→ INFORMATION SUPPLIED:
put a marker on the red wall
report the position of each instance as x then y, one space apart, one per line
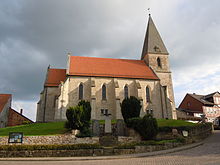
195 105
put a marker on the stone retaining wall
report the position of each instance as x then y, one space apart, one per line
87 152
56 139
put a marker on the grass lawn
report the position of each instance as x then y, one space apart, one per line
36 129
58 127
173 123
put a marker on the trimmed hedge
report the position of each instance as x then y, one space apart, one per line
49 147
130 108
187 128
147 126
148 143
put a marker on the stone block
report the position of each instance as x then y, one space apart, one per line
120 128
95 128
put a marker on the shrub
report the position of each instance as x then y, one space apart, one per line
79 118
85 132
73 115
147 127
130 108
86 115
133 122
49 147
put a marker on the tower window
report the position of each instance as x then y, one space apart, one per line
159 62
104 92
147 94
80 91
126 91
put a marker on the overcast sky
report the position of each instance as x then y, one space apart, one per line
36 33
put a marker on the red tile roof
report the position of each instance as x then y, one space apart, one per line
3 100
108 67
55 76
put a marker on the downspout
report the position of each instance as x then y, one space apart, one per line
45 103
161 99
45 97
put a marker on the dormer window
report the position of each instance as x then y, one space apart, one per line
159 62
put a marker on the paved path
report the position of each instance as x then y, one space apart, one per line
206 154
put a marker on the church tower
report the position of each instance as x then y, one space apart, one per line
156 56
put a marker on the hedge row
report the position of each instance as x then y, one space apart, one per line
149 142
49 147
187 128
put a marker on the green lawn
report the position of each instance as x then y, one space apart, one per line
58 127
173 123
36 129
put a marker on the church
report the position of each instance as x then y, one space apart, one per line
105 82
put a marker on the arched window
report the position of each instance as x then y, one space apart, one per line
126 91
80 91
147 94
104 92
159 62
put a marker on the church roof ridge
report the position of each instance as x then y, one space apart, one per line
107 58
108 67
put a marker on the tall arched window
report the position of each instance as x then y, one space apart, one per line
104 92
80 91
126 91
159 62
147 94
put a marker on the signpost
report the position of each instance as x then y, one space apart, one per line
15 137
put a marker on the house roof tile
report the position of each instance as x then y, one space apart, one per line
3 100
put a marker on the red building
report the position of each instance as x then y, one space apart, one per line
197 105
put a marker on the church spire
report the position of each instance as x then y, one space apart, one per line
153 43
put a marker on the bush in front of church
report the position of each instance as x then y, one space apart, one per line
147 127
78 117
73 115
86 116
130 108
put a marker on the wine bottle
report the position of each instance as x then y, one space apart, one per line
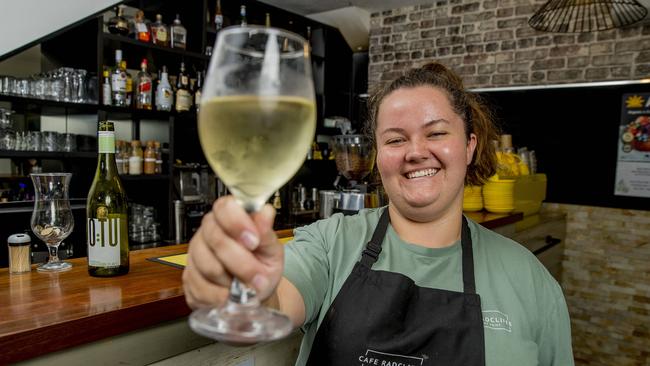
106 212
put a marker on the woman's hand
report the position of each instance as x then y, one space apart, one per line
230 243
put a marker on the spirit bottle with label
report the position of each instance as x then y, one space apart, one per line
144 97
179 34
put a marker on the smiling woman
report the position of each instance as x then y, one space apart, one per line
415 282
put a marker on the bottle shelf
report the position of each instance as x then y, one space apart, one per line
144 177
47 154
48 106
177 51
53 107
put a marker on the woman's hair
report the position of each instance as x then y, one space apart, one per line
474 113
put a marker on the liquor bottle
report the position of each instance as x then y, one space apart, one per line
159 32
142 32
118 24
309 38
144 98
106 212
158 151
183 93
118 82
164 93
198 90
150 159
129 85
242 16
106 89
119 147
136 159
179 34
218 17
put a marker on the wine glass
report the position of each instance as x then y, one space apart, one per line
256 125
52 219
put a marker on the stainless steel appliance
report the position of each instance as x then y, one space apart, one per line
355 158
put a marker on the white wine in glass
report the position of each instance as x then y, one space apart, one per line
256 124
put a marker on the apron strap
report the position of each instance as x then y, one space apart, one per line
469 286
373 248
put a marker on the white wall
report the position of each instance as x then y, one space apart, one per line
23 21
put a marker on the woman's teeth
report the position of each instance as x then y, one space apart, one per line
422 173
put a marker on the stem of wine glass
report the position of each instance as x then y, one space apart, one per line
54 253
240 293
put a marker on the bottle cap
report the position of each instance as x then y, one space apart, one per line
17 240
506 141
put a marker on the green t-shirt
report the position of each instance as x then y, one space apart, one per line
525 317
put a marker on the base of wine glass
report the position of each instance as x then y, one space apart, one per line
240 324
54 267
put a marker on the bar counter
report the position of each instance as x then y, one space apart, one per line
42 313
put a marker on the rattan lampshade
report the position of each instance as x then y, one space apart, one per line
576 16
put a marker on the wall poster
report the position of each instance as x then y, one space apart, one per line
633 162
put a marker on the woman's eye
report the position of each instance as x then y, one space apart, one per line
437 134
394 141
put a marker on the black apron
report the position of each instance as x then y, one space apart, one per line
382 318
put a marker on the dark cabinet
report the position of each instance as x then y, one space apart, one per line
87 45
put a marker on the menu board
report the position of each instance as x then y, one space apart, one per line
633 162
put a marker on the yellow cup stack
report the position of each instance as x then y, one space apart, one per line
472 198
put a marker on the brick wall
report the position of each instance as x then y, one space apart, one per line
489 43
606 281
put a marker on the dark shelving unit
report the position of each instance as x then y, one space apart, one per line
86 45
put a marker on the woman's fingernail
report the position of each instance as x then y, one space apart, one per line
260 282
250 240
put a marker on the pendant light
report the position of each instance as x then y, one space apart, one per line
577 16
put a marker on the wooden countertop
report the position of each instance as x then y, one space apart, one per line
42 312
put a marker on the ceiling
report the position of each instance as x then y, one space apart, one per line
309 7
352 17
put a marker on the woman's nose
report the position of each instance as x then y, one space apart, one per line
417 150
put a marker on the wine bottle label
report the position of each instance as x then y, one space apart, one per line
106 142
104 241
183 100
135 165
144 86
118 82
161 34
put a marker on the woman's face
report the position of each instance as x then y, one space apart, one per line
422 152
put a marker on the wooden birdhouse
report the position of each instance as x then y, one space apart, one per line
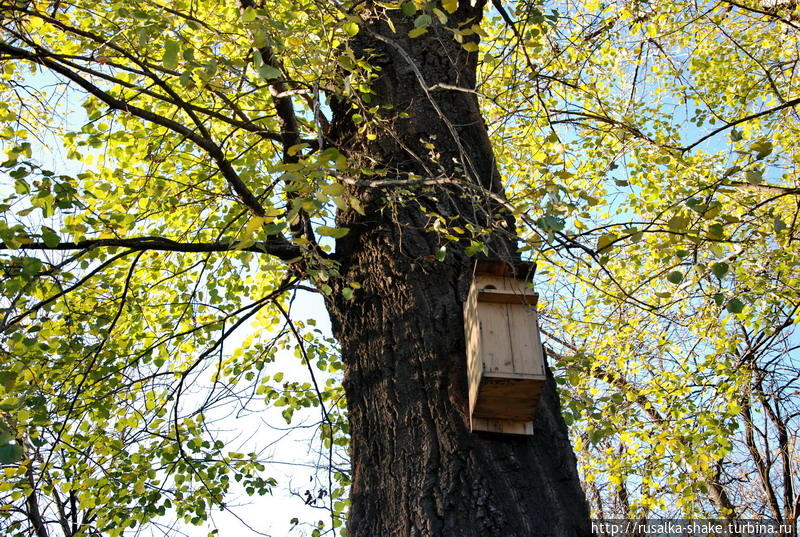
505 364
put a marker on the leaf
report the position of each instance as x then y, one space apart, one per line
754 177
350 28
762 148
11 453
675 277
678 223
335 232
171 50
735 306
423 21
605 241
550 223
49 237
249 14
719 270
715 231
269 73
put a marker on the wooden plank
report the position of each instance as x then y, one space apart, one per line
472 335
495 348
503 426
521 270
522 297
510 399
526 347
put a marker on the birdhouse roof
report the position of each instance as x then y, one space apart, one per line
520 270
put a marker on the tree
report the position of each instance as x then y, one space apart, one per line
232 153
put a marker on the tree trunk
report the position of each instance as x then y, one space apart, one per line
417 468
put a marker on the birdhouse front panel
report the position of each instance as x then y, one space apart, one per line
504 352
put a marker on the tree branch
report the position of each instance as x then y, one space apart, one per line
281 249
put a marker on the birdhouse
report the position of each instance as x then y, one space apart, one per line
505 364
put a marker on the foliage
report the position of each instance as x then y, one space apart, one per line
649 152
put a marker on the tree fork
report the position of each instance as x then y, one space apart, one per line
417 468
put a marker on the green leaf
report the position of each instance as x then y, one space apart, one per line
423 21
675 277
605 241
762 148
49 237
335 232
269 73
409 8
719 269
171 50
350 28
550 223
249 14
754 177
735 306
715 231
11 453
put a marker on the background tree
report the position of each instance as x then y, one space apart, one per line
228 154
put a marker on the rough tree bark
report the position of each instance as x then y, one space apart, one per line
417 469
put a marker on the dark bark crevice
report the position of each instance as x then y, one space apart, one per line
417 468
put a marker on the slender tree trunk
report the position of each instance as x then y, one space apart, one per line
417 468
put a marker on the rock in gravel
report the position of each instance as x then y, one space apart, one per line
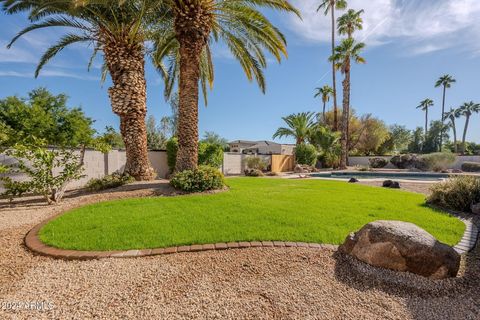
391 184
402 246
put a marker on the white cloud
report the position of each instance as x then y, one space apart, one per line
424 26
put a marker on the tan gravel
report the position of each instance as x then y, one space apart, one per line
263 283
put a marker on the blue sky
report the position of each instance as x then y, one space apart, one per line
409 45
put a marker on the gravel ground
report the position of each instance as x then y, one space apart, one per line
263 283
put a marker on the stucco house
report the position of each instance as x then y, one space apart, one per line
260 147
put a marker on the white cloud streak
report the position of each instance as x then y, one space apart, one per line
422 26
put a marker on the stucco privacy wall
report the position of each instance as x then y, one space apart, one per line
98 164
363 161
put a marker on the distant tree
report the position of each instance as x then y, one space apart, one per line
155 138
444 81
45 116
112 138
211 137
329 6
424 105
345 53
467 110
452 115
325 93
418 138
299 126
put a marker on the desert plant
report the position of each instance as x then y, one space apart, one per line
210 154
439 161
457 193
306 154
172 148
471 167
110 181
201 179
378 163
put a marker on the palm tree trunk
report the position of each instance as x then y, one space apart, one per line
126 65
334 75
443 117
464 138
345 113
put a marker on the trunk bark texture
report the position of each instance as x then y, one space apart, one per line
128 98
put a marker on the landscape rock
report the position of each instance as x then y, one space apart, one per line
402 246
391 184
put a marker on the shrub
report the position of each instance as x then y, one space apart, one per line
172 148
306 154
405 161
201 179
255 163
378 163
113 180
439 161
471 167
210 154
457 193
253 173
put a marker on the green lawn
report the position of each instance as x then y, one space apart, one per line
253 209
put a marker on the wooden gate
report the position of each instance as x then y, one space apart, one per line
282 163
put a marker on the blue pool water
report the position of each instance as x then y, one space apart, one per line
383 175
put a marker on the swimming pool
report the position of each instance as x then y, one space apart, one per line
383 175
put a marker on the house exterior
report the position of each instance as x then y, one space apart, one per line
260 147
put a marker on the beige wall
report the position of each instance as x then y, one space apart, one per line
98 165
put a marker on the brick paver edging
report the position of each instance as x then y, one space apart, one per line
33 242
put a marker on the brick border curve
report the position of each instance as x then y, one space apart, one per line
33 243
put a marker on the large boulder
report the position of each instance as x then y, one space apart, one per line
402 246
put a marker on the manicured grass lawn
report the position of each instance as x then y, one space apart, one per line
254 209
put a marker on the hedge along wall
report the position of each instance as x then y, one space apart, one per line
363 161
98 164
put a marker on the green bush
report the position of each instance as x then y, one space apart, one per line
378 163
306 154
113 180
201 179
172 148
457 193
210 154
439 161
471 167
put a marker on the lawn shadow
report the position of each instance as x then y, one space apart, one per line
425 298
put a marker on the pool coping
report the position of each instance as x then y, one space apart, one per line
33 242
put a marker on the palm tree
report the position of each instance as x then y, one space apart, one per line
444 81
193 25
329 6
467 110
299 126
424 105
350 22
452 115
325 93
347 51
119 32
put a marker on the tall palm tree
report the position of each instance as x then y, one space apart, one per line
119 32
467 110
329 6
424 105
444 81
325 93
452 115
347 51
194 24
350 22
299 126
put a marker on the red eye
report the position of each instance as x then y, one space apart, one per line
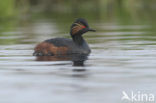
83 26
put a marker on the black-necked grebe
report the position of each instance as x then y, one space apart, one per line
63 46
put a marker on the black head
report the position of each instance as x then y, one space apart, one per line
79 27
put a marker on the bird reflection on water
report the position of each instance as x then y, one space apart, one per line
77 59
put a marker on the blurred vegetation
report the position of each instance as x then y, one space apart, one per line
105 10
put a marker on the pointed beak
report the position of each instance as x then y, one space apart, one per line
91 30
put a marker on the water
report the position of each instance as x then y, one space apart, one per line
122 59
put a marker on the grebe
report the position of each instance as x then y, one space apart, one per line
65 46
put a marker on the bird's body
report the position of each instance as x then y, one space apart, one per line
65 46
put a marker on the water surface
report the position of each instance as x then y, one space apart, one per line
122 59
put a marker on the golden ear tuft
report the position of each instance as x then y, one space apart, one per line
77 27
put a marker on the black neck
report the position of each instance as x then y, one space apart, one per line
78 39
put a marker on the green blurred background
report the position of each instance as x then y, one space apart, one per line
129 11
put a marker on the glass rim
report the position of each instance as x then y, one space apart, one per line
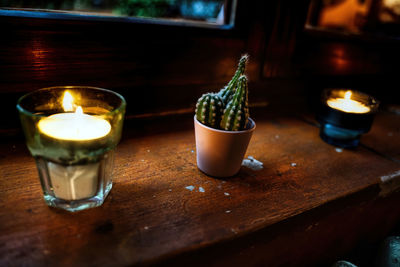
27 112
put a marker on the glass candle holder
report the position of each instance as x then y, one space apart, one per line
345 115
72 132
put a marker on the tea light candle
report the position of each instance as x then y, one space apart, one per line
344 115
76 181
347 104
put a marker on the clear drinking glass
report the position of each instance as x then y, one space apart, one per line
75 173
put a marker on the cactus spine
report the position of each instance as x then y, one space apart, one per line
236 114
209 110
227 92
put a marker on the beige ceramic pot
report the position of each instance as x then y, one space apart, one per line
220 153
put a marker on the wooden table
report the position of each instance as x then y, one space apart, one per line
310 203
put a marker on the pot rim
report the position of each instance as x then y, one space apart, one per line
228 132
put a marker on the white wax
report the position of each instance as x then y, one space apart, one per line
74 126
348 105
74 182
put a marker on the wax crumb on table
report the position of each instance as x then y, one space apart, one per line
190 187
252 163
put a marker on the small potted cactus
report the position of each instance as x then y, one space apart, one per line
223 128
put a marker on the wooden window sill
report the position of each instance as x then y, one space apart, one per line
307 198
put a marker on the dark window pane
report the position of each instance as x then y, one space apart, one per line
210 11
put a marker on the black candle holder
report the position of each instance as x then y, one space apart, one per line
343 128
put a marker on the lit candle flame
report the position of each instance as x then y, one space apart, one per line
79 110
347 95
68 102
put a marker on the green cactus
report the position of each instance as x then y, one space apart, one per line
236 113
227 92
209 110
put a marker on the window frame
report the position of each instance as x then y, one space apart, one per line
62 15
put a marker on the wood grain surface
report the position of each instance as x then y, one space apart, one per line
151 216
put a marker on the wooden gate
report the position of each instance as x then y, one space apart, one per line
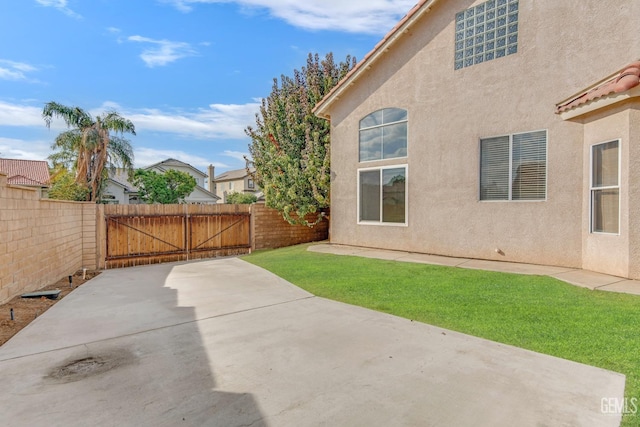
149 234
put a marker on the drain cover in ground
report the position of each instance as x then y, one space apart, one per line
48 294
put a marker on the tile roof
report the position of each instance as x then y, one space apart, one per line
168 163
233 175
626 79
420 8
26 172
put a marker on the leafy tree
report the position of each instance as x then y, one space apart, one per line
290 145
88 147
170 187
64 187
236 198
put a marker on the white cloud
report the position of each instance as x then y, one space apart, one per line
218 121
162 52
25 150
26 116
12 70
147 156
61 5
238 155
355 16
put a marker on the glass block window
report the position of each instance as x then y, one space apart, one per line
485 32
383 135
514 167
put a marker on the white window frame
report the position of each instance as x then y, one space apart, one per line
592 189
406 200
360 129
510 191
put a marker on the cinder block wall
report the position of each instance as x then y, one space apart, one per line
270 230
41 241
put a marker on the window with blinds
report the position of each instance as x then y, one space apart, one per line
514 167
605 188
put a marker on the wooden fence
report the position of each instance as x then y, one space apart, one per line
129 235
148 234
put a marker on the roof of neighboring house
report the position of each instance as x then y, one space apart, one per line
620 82
121 177
167 164
234 175
26 172
402 27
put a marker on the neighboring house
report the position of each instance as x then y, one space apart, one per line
120 190
452 136
234 181
27 173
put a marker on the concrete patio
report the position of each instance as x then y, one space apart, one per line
224 343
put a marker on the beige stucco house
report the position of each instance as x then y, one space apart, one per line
502 129
120 191
233 181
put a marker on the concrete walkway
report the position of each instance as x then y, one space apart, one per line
224 343
583 278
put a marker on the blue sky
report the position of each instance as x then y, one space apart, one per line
188 73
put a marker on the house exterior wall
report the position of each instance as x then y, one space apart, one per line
117 192
41 241
450 110
610 253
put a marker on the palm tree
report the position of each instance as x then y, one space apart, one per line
88 146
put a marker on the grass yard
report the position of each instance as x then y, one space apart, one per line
538 313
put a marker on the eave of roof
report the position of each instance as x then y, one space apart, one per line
383 46
160 165
621 85
35 171
233 175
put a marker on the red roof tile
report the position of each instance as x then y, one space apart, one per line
625 80
25 172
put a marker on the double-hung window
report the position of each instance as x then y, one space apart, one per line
382 195
383 135
514 167
605 188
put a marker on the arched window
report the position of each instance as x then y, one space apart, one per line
383 135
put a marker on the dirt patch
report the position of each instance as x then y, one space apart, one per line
79 369
26 310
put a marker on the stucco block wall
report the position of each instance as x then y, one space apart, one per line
270 230
450 110
41 241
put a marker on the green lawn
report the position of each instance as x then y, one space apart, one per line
538 313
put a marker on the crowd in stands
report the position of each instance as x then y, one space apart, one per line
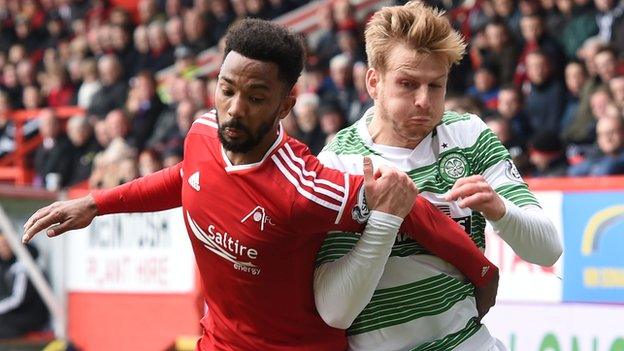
546 75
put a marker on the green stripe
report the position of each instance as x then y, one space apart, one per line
451 341
402 304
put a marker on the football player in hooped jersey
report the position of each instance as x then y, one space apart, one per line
457 163
257 205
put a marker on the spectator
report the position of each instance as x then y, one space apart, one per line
85 147
52 166
547 155
21 308
609 159
545 102
161 53
575 78
114 89
510 108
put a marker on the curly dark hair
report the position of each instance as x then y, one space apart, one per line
268 42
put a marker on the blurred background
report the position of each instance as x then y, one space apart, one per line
95 93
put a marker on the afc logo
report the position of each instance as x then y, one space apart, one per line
258 214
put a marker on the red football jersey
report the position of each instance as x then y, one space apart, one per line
255 231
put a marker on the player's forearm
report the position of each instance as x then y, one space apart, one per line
155 192
530 233
444 238
343 288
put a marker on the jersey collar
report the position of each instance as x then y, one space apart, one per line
229 167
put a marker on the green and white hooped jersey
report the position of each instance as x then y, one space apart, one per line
422 302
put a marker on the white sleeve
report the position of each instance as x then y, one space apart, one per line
343 288
530 233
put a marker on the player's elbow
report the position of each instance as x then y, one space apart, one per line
335 319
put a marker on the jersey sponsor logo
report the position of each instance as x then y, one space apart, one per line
512 172
227 247
360 211
453 166
194 181
258 214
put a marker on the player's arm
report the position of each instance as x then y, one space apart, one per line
154 192
505 200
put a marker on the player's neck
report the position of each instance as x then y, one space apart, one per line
255 155
381 133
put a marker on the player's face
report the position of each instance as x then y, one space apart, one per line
409 95
250 100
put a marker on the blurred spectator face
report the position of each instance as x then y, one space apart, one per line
331 121
616 85
484 80
119 38
341 74
141 43
5 250
17 53
101 133
48 124
531 28
610 135
145 88
175 31
148 163
109 69
606 65
198 92
359 77
147 10
9 76
157 37
25 73
599 102
31 98
538 68
185 114
78 130
117 124
565 6
604 5
503 8
496 36
194 25
575 78
509 103
500 128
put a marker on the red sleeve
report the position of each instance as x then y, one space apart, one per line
446 239
155 192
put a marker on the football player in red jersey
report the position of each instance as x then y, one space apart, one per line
257 205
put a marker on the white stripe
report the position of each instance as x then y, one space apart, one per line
19 291
206 122
344 200
305 181
302 191
300 161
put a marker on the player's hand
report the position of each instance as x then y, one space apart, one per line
474 192
60 217
485 296
388 190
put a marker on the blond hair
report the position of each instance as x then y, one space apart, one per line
415 25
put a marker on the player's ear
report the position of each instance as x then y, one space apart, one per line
372 79
288 102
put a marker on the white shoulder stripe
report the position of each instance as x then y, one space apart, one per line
305 181
311 173
302 191
206 122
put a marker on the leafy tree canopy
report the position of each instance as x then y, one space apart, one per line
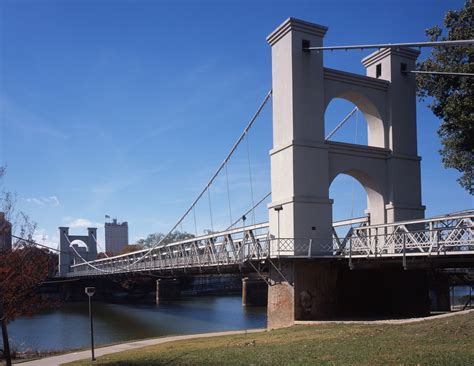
453 96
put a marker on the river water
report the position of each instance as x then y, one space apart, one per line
67 327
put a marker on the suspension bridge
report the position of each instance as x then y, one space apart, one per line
308 261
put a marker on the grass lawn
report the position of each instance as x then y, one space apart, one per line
448 341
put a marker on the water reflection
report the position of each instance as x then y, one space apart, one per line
68 327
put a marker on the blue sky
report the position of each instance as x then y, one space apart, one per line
127 107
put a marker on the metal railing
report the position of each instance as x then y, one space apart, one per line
447 235
228 248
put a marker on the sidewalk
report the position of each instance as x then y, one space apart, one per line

→ WHAT IS REQUIRED: From the data above, copy out every line with the string "table" in it.

→ EXERCISE RESULT:
put a marker on the wooden table
put a marker on the wax crumb on table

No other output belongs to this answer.